(Page)
________
How Do You Determine the Safety of a Region?


“The most important decision you’ll ever make is whether you live in a friendly universe or a hostile universe” ~Einstein

After we had crossed the border of San Miguel between Ecuador and Colombia, Coen posted a message on the Pan-American Travelers Facebook group. We got a mixed response with some members called us careless.

Coen commented and while for some that added a (much wanted) nuance to the initial post, others continued to call us careless.

Being Careless vs. Making an Informed Choice

I found it an interesting thread. In our opinion, we weighed the pros and cons and took a decision based on reliable information on both sides of the border (read about the actual border crossing here). We don’t feel we did something reckless at all. How could others see it so differently?

Coen and I discussed the topic at great length.
________
(Data excerpts)
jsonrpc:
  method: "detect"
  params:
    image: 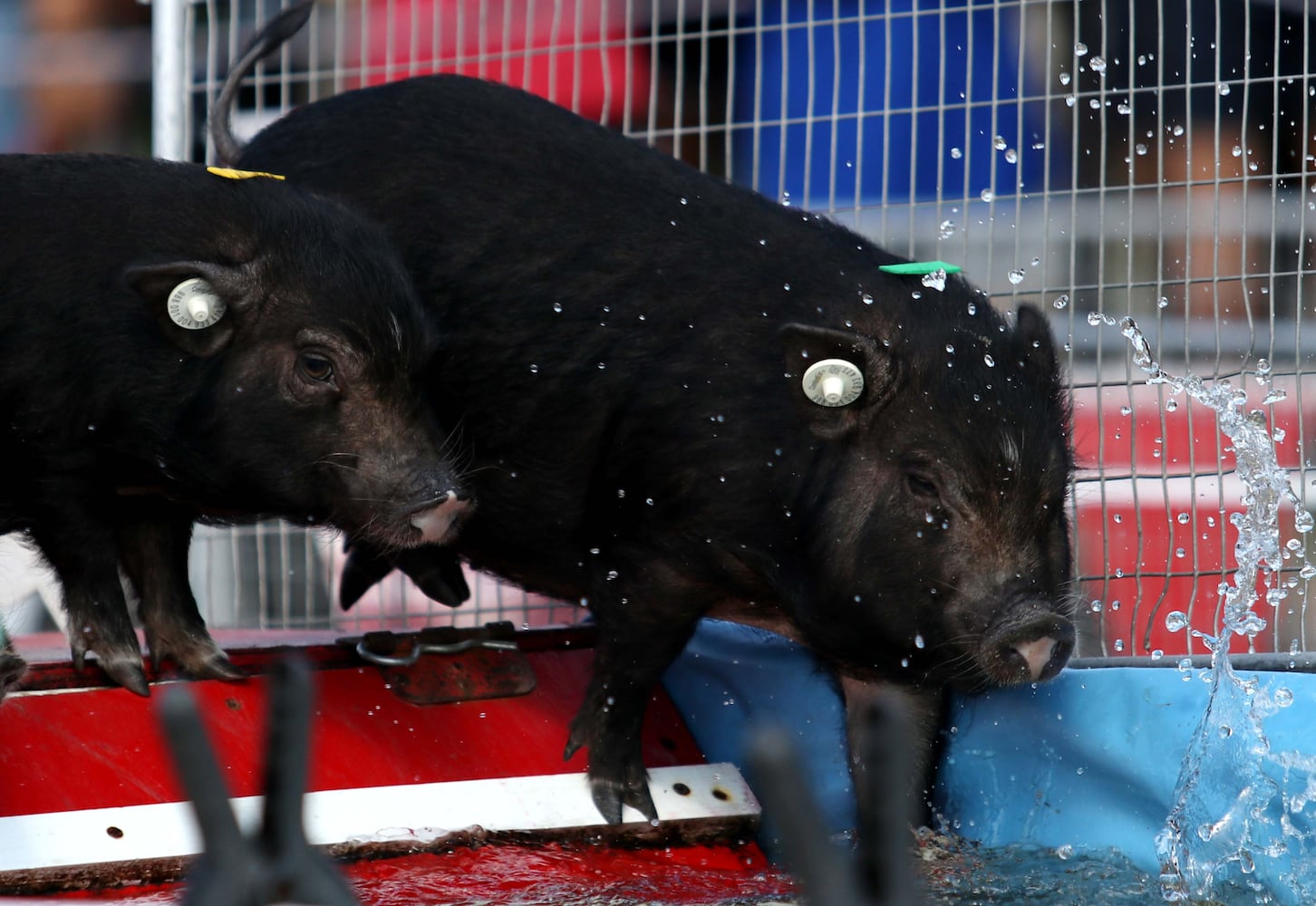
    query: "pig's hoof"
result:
________
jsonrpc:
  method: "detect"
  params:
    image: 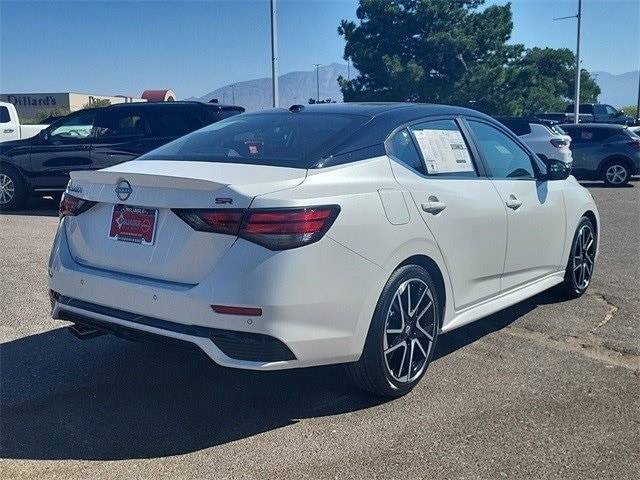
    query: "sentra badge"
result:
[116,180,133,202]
________
(Written instruction 1)
In the post on judging the safety of a region, where did Coen post a message after crossing the San Miguel border between Ecuador and Colombia?
(Written instruction 2)
Carry on the post on judging the safety of a region from its final sentence.

(Exercise result 1)
On the Pan-American Travelers Facebook group.

(Exercise result 2)
  • When is something doable?
  • When is something safe?
  • When is something reckless?

Often safety issues are clear and there is no discussion about them. For example, today Chile or Argentina are safe travel destinations whereas most of us will agree that visiting Syria isn’t a good idea right now. Today, countries such as Iran, Pakistan, and Colombia spark the debate: go or no go?

In some cases safe/doable/reckless balance on a fine line. The interpretation of a region being safe or not may differ. This is not the first time we’ve come across contradictory opinions.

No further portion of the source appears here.